┌────────

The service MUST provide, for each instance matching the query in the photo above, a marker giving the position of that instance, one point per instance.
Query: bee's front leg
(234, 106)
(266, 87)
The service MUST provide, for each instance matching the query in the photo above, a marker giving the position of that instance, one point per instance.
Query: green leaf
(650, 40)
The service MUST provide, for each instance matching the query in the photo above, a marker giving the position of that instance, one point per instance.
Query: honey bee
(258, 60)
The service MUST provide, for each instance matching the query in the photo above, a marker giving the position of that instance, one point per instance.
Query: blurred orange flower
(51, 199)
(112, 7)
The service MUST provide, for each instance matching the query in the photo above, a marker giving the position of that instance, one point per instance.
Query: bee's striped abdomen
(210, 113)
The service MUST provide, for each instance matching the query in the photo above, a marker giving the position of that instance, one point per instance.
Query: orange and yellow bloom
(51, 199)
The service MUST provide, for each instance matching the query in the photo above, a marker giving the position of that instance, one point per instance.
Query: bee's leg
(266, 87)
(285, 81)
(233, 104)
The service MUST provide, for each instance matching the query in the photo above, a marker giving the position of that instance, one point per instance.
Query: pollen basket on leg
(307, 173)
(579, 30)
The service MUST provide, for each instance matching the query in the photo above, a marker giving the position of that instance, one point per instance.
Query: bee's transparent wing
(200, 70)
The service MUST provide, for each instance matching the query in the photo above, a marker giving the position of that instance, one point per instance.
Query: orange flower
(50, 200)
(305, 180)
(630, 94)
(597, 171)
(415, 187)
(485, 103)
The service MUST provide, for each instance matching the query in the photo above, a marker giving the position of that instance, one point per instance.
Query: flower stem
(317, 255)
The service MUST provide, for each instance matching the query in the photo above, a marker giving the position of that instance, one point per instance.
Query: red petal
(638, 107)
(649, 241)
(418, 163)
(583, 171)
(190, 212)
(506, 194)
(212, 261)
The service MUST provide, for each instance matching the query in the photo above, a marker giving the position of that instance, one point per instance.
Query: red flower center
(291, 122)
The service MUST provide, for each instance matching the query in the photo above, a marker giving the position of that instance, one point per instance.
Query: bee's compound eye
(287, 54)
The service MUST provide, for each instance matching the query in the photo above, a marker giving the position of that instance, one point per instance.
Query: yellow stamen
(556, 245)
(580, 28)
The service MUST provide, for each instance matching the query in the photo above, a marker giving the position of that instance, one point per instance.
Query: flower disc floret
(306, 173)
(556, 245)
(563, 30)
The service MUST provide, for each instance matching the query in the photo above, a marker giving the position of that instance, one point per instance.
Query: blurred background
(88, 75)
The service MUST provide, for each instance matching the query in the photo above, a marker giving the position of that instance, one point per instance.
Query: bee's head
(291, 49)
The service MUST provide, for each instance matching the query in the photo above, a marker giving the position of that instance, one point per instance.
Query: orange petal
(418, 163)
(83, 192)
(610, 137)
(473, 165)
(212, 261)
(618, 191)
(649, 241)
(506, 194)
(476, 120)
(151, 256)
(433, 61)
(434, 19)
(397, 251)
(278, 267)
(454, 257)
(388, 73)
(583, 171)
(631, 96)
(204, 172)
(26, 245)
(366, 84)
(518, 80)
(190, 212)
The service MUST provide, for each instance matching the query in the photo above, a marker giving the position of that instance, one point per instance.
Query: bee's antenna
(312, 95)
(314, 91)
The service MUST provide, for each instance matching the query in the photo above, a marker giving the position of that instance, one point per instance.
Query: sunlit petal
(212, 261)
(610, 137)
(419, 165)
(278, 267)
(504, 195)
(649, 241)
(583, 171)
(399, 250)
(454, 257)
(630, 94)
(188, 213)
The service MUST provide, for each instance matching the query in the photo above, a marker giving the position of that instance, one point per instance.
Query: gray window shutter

└────────

AIM OF THE TASK:
All the entries above need to be reproduced exactly.

THE ANSWER:
The service MUST provide, for each instance matching the query in the photo above, a marker giving the position of that instance, one point per instance.
Query: bee's front leg
(234, 106)
(266, 87)
The service MUST provide, for each instance matching the query in the photo above, a marker giving the position of that instance, one point per instance.
Query: green leaf
(650, 40)
The service MUST provide, for each instance matching the query in the photo above, a marker giving the position of that instance, one point per instance.
Query: honey bee
(258, 60)
The service MUST provide, for each instance matching the query in the photo above, a marker giving the position of that instance, one point per instance.
Query: blurred orange flower
(51, 199)
(112, 7)
The service MUST provide, for each instance matching the query in the photo above, a marker giving the position of that instance, one point per instance.
Query: bee's striped abdomen
(210, 113)
The service MUST provide, for each instance matching the query in the photo above, a marker giving the position of that instance, one point per instance.
Query: orange and yellow bloom
(51, 199)
The service MUST provide, for each instance matching the query in the photo above, a marker giving the position of that instance, one point per instance.
Query: bee's leg
(266, 87)
(285, 81)
(233, 104)
The service MUST provide, for each instance matching the query in the photo above, a marker giving the position of that instance, one point per instance.
Query: pollen basket on leg
(307, 173)
(579, 30)
The service MUST provide, for each instance matching the query in the photo above, a marker giving the position of that instance, one point per instance.
Query: bee's transparent wing
(200, 70)
The service MUST provide, for each instance matching the query in the photo above, a marker giving the position of that instance, one point per instance.
Query: orange flower
(50, 200)
(305, 180)
(630, 94)
(597, 171)
(415, 187)
(485, 103)
The service MUST provide, for each instance matching the query in the photo above, a marker giving the position of that instance, one point per instance.
Query: flower stem
(317, 255)
The service MUST provide, for each instance matching the query in the photo above, a marker giving the position of that instance, one point per instance.
Query: red petal
(638, 107)
(649, 241)
(418, 163)
(583, 171)
(190, 212)
(506, 194)
(212, 261)
The service MUST provide, for each instance matching the query in the photo above, a marker giving the position of that instance, one point per instance.
Query: red flower center
(291, 122)
The service MUST provide, for each instance matching the query in the photo above, a marker giving the position of that instance, one point per instance.
Query: bee's compound eye
(287, 54)
The service MUST provide, for each instance matching the query in the photo above, a marker giving the position of that instance, one point per instance.
Query: yellow stamen
(556, 245)
(580, 28)
The service MUST provide, for each instance matching the query in the photo above, a marker giving the position of that instance, one point per instance.
Query: flower disc floret
(306, 173)
(556, 245)
(563, 30)
The service MUST provide, for each instance matching the query in the photo above, a marker giving the position of that instance, one point per instance.
Query: blurred background
(88, 75)
The service MUST provide, for each instance matching the query in the photo above, a marker giving the position of that instance, one point per instance.
Query: bee's head
(291, 49)
The service MUST provide, for each instance matching the query in the photo above, a marker giving the position of that instance, one point per instance.
Query: orange petal
(418, 163)
(83, 192)
(610, 137)
(473, 165)
(212, 261)
(618, 191)
(649, 241)
(506, 194)
(476, 120)
(151, 256)
(433, 61)
(434, 19)
(397, 251)
(278, 267)
(454, 257)
(388, 73)
(583, 171)
(631, 96)
(204, 172)
(26, 245)
(366, 84)
(518, 80)
(190, 212)
The service MUST provide, for each instance matching the query in the photo above, a marker giving the position of that instance, one point per instance.
Query: bee's antenna
(312, 95)
(314, 91)
The service MUST provide, for each instance matching the query in the photo above, a marker giving the position of that instance, one point per instance.
Query: sunlit petal
(212, 261)
(610, 137)
(419, 165)
(278, 267)
(504, 195)
(649, 241)
(583, 171)
(399, 250)
(454, 257)
(630, 94)
(188, 213)
The service MUST provide, for each instance matching the query in the photo above, a marker giving the position of that instance, one point per instance.
Query: gray window shutter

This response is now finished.